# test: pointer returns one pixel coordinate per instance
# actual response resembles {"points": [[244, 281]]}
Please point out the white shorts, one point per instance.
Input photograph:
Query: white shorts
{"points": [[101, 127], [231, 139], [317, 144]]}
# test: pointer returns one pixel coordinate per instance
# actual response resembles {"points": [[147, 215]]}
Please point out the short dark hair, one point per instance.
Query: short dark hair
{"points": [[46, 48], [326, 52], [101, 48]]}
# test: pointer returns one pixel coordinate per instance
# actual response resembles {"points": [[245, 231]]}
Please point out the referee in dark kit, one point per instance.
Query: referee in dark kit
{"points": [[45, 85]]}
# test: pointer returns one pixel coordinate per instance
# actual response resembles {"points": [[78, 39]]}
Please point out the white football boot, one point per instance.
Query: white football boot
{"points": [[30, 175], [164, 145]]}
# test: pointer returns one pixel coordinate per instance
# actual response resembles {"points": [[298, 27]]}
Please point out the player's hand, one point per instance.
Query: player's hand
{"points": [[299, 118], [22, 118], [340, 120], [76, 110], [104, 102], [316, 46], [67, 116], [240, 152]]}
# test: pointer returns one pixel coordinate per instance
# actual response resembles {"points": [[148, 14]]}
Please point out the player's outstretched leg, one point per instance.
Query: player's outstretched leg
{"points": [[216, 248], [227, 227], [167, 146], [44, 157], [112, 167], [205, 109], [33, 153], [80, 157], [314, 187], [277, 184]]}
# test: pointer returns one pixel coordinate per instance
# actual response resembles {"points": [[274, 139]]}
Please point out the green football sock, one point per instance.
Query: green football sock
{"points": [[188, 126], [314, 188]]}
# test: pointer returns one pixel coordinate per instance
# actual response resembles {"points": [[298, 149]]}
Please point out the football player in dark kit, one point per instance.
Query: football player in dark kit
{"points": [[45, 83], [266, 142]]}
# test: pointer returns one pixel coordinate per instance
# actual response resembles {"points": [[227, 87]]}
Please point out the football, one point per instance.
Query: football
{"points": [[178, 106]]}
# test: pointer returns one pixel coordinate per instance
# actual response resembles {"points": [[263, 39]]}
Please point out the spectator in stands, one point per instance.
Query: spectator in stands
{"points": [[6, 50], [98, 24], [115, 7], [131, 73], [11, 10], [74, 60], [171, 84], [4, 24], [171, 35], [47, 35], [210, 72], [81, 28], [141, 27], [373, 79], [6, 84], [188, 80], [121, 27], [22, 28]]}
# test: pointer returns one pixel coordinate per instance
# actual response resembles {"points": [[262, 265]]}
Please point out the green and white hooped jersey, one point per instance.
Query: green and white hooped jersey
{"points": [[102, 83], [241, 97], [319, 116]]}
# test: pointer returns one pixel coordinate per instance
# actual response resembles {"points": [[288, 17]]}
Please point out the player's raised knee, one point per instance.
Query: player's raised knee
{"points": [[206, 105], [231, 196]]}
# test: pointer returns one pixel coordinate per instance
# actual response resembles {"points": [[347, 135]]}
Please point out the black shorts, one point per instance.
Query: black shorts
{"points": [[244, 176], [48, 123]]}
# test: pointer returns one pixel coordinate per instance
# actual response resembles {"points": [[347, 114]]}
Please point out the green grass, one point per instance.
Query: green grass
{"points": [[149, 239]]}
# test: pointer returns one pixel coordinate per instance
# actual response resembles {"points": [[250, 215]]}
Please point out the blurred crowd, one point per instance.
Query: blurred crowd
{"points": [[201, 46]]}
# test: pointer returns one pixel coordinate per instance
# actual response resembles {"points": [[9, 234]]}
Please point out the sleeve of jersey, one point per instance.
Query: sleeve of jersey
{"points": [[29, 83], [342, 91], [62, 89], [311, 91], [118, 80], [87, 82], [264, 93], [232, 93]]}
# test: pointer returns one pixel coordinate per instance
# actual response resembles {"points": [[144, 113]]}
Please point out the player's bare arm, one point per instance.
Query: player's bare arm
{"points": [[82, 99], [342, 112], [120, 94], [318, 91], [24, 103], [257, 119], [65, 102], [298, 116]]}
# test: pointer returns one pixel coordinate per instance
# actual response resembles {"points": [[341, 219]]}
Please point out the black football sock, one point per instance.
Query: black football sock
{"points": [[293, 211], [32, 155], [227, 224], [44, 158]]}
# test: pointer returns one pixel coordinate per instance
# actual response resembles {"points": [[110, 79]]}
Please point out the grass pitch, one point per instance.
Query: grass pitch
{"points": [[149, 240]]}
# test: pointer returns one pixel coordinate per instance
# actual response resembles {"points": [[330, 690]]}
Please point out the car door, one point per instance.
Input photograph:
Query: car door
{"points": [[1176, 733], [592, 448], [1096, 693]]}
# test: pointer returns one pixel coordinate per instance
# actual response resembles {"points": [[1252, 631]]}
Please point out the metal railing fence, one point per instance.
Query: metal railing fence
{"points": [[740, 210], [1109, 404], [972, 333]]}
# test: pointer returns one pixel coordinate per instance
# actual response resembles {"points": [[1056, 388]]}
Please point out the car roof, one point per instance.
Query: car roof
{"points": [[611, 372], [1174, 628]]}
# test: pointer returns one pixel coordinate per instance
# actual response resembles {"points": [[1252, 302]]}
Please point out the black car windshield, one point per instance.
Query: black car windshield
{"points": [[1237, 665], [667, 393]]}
====================
= 作業の指示 =
上のリストから文字列「hand」を含む行をすべて抜き出し、そのまま書き写す。大文字と小文字は区別する。

= 解答 =
Please point out the player's hand, one point per instance.
Query: player's hand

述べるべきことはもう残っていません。